» ИСХОДНЫЙ ТЕКСТ
□ □ □
Можно сказать, что опыт существования других людей и значение их действий, приписываемое нами как самим действиям, так и знакам, свидетельствующим о намерении совершить действие и подготовке к нему, является, без сомнения, первым и наиболее достоверным эмпирическим наблюдением, сделанным человеком и совершенствующимся с момента его погружения в мир. Именно этот факт был осознан и воплощен в понятиях, подобных понятию «жизненного мира» Гуссерля или «социальной матрицы» Дьюи. В противовес так трактуемому понятию социального, понятие природы, особенно чистой природы и космоса, как бы лишенной антропной составляющей, является идеализирующей абстракцией гораздо более высокого порядка, возникающей лишь по мере вхождения человека в мир культуры и культурных значений, то есть конструктов второй и третьей производной.

Жизненный мир исходно схватывается человеком (людьми) согласно Гуссерлю в так называемой «естественной установке», предданной человеку и воспринимающейся им как нечто само собой разумеющееся. В понятие жизненного мира входит совокупность предположений, изначально не проблематизируемых эмпирическим индивидом. В их числе то, что мои собраться существуют; что они воздействуют на меня; что между нами могут быть установлены отношения коммуникации и взаимопонимания; что они осуществляются при помощи определенной системы знаков и символов; наконец, что это происходит в рамках определенной социальной организации и социальных институтов, ни один из которых не является исключительно моим творением. Естественной установке свойственно принимать мир и его предметную наполненность как нечто само собой разумеющееся. Человек, как остроумно замечает Шюц, в обыденной жизни воздерживается от сомнений в его существовании. Шюц называет эту установку «эпохе- наоборот», эпохе естественной установки. Мир нашей работы, телесных движений, манипулирования с объектами и обращения с вещами и людьми конституирует специфическую реальность повседневной жизни. Этот мир сообщает о себе посредством совокупности реальных (фактически – физических) и знаковых воздействий на индивида, и, если так можно выразиться, «предлагает себя для использования». Именно это позволяет последователям Гуссерля и так называемой феноменологической традиции в социальных науках утверждать, что социальные науки находят свое подлинное основание в конститутивной феноменологии естественной установки.

Вместе с тем, помимо этой феноменологической основы, можно выделить и теоретико-деятельностную основу того, что называется естественной установкой. Ядро социальной реальности, как показала Мария Монтессори и обобщил Джордж Герберт Мид, образуется зоной непосредственного манипулирования, в основе которой с самого начала лежит движение руки, впоследствии расширяемое за счет способности письма. Мелкая моторика, как показали многочисленные исследования, лежит в основе формирования навыков более сложных действий, в том числе мыслительных. Операционализм Бриджмена и Щедровицкого, артикулированный в их концепции образования знания, имеет в своем основании непосредственное орудование доступными, прежде всего телесными, но также и знаковыми орудиями, создающее мир в пределах досягаемости.
□ □ □
Назовите всех исследователей, упомянутых по имени в тексте о жизненном мире.

» БЛОК ДАННЫХ
□ □ □
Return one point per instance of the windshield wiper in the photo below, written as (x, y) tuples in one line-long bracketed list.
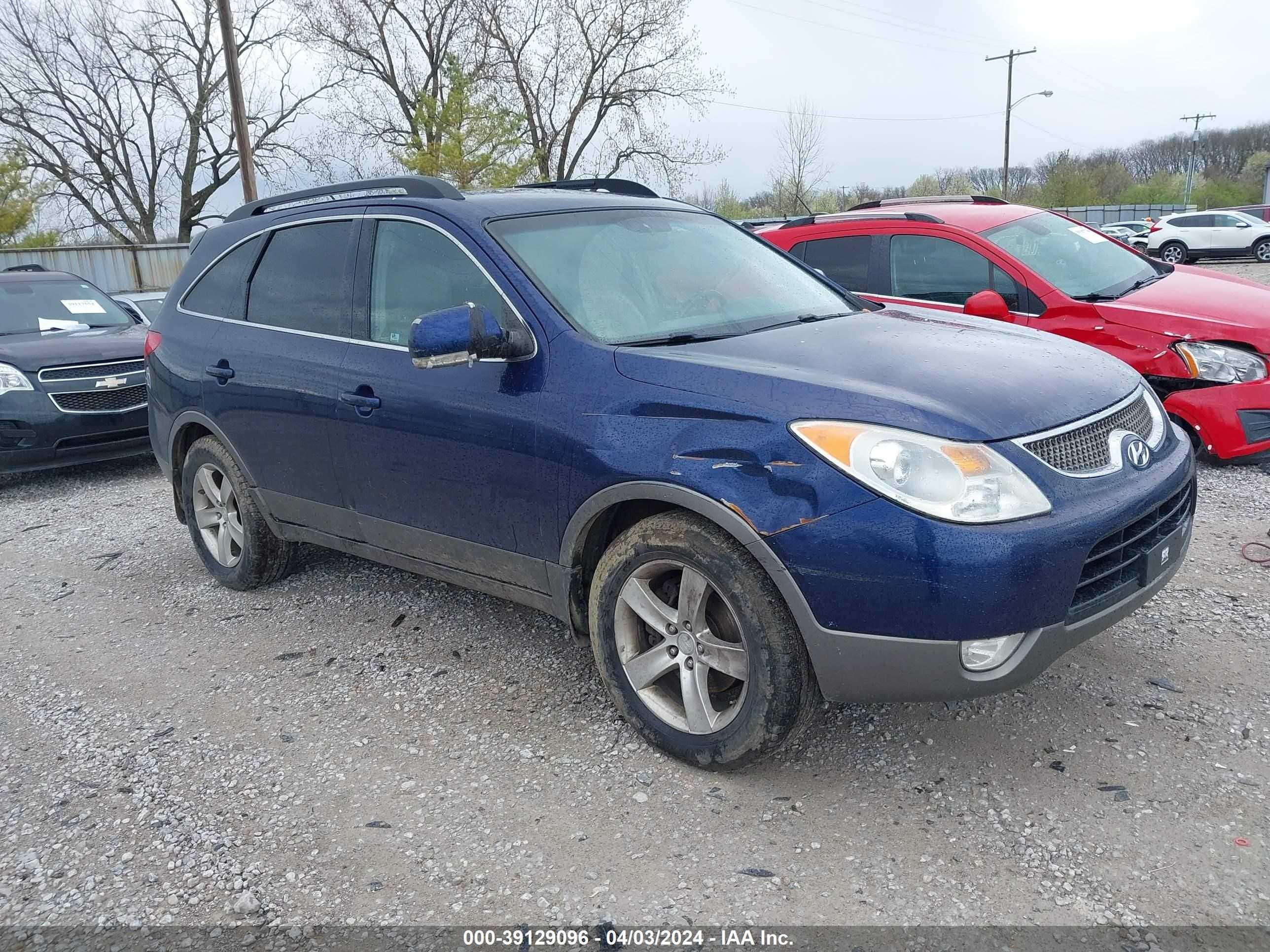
[(1141, 283), (810, 318), (671, 340)]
□ □ □
» В ОТВЕТ
Гуссерль, Дьюи, Шюц, Мария Монтессори, Джордж Герберт Мид, Бриджмен, Щедровицкий.